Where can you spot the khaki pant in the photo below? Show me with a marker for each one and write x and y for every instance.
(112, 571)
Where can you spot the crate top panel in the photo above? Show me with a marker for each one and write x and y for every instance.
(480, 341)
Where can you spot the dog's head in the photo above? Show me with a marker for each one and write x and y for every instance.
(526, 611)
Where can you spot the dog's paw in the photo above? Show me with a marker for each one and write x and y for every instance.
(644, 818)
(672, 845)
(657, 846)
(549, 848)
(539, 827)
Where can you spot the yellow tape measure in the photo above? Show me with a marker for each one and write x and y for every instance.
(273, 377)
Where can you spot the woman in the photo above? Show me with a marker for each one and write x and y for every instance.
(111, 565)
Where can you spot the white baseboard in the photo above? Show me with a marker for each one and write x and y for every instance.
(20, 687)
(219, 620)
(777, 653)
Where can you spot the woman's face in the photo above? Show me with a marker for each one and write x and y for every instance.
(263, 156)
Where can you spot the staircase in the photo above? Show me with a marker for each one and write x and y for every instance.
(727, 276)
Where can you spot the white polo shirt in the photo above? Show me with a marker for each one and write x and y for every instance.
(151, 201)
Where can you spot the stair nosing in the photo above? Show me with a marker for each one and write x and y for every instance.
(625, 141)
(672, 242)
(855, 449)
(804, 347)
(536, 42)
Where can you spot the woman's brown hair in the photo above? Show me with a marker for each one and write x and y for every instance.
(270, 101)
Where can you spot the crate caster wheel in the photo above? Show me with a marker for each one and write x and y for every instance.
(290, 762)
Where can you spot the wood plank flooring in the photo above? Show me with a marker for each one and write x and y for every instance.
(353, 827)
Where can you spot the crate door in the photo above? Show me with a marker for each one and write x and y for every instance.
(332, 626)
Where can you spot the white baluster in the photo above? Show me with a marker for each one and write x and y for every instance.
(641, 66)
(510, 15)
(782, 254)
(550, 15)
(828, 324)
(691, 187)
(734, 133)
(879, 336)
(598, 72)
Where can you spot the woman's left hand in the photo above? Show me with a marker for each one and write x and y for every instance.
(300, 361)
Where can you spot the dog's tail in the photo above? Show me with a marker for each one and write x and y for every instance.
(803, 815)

= = = =

§ Exercise task: Copy the entries starting at the one that contains "Where can you spot the dog's tail" and ending at the last entry, requests included. Add 76 to both numbers in every coordinate pair.

§ Finished exercise:
Where can you spot the dog's tail in the photo above? Show me with a marker for each one and write x and y for every instance.
(879, 891)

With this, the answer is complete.